───── Exercise inputs ─────
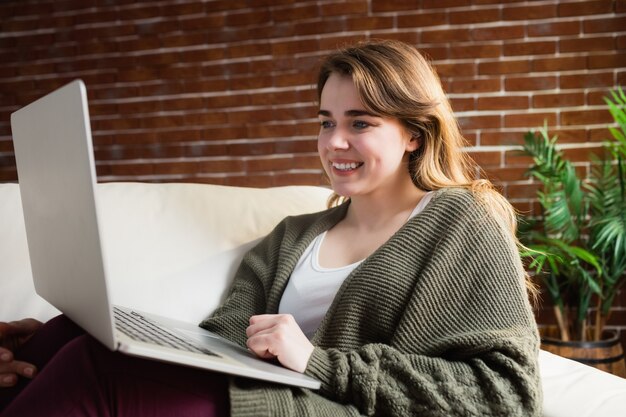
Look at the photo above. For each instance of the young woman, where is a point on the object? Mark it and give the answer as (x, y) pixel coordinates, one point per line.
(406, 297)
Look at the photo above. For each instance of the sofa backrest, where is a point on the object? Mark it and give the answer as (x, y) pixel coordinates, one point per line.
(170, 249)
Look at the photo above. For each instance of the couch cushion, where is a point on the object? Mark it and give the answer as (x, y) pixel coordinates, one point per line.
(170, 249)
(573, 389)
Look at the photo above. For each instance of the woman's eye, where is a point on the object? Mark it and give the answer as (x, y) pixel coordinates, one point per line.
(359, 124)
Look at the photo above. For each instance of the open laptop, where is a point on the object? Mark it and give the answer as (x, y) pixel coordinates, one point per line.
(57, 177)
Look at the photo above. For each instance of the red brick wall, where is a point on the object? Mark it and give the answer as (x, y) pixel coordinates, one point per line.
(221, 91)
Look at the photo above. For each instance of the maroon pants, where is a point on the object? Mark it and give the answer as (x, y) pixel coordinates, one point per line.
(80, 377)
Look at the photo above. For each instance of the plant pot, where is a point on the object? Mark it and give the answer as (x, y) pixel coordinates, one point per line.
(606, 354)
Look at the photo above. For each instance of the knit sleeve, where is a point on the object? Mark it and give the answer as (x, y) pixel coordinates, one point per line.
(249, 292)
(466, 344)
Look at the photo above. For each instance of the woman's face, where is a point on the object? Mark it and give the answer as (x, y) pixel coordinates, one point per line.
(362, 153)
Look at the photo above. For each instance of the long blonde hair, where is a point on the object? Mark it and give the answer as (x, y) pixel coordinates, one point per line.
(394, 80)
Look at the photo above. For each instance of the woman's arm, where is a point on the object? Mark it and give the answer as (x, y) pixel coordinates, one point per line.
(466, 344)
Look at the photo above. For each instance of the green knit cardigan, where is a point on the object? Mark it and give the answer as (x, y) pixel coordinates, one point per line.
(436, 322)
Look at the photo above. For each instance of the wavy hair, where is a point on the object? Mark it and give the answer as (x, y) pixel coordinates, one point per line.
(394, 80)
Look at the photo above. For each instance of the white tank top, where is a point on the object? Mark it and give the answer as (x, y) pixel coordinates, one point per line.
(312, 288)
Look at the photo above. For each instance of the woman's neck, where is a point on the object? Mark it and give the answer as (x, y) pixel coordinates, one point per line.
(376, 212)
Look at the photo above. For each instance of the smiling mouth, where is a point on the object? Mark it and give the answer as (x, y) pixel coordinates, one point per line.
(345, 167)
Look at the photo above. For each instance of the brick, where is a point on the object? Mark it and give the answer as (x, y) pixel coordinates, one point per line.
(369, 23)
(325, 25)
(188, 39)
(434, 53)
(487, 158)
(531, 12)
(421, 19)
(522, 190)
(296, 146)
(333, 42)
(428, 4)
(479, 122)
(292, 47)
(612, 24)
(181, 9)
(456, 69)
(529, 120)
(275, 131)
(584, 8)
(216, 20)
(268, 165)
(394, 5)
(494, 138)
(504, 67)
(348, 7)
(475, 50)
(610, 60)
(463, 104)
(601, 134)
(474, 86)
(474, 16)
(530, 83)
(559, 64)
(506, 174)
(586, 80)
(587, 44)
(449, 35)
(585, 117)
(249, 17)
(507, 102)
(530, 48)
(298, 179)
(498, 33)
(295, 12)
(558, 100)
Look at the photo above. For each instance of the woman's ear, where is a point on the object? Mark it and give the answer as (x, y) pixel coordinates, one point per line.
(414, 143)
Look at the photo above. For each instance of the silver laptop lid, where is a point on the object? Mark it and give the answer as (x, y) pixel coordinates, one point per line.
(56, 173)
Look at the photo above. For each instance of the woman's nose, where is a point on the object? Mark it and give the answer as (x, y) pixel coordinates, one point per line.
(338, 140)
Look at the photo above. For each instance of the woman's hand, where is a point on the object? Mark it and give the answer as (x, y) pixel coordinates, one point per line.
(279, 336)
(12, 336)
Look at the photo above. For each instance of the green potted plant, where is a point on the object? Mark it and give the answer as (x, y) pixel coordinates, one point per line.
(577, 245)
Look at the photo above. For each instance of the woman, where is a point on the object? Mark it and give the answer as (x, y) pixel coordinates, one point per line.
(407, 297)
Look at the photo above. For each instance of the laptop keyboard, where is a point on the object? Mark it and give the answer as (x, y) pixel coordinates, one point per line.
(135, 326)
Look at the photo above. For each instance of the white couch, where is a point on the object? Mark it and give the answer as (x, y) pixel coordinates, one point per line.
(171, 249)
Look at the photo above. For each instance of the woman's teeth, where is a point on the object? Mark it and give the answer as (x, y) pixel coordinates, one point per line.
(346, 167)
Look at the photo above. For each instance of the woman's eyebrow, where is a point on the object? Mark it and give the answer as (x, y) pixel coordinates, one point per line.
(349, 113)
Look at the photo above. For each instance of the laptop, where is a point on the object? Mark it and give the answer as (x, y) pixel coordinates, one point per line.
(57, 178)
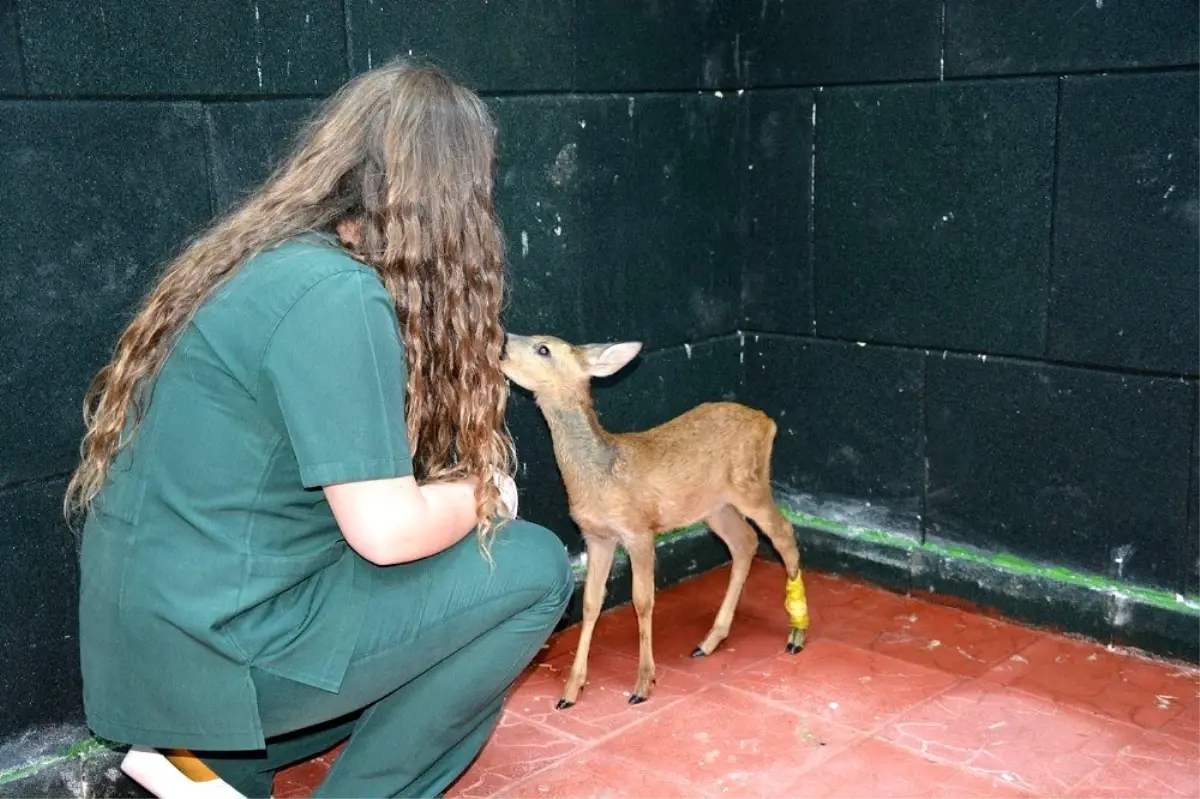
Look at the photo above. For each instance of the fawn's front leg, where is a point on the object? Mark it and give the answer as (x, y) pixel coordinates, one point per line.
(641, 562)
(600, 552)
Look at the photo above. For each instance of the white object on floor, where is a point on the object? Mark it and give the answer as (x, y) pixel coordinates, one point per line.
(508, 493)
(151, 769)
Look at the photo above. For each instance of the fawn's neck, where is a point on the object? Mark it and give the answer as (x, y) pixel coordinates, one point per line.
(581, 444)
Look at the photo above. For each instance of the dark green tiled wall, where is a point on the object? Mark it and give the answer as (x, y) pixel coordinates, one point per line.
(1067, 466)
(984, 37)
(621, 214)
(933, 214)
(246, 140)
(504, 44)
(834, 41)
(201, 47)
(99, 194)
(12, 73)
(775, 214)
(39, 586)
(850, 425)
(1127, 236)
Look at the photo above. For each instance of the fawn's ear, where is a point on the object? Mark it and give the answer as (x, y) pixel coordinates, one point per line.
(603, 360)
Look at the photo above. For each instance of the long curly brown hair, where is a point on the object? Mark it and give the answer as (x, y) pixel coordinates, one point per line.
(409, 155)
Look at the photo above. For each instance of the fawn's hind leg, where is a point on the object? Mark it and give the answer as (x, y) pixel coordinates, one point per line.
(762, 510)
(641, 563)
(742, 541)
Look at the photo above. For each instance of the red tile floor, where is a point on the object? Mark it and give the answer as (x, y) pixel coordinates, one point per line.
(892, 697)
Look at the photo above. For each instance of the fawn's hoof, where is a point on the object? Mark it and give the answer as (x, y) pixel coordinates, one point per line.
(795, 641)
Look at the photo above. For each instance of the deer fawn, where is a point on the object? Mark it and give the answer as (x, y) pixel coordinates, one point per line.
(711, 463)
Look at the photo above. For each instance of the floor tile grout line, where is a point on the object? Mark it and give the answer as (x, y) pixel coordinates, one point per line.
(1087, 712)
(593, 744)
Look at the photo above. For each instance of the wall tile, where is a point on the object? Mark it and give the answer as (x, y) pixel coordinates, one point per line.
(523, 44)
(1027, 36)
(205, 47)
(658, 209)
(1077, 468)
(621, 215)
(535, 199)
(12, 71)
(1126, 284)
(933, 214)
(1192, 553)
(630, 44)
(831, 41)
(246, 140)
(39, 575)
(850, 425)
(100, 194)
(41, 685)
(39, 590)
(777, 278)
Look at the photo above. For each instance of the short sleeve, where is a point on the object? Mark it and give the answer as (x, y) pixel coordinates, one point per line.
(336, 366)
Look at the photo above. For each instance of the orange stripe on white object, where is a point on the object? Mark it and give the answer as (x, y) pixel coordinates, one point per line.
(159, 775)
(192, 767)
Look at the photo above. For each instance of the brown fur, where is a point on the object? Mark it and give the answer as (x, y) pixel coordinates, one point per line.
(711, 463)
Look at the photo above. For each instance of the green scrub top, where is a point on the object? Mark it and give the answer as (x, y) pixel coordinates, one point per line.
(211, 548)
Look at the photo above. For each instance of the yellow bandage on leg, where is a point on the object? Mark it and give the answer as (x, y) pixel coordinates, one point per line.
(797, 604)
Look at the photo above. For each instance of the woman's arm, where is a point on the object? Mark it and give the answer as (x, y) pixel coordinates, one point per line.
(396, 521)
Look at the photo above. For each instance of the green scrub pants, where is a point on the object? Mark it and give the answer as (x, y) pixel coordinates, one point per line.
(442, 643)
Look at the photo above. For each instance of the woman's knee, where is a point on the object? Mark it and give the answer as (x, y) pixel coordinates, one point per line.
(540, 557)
─────
◆ Your task ◆
Every line from the one containing "scrub pants, where" through the last line must be copied exactly; leave out the rest.

◆ Result for this exercise ◆
Look at the photo above. For each instance of the green scrub pants, where is a point on the object? Mark it and give the answer as (x, y) pixel coordinates, one point per line.
(442, 643)
Look at the photo above. For each instance of the woman's knee, where is a point on the object? Mark it and give the answer as (x, y) pixel coordinates, one point per line.
(540, 557)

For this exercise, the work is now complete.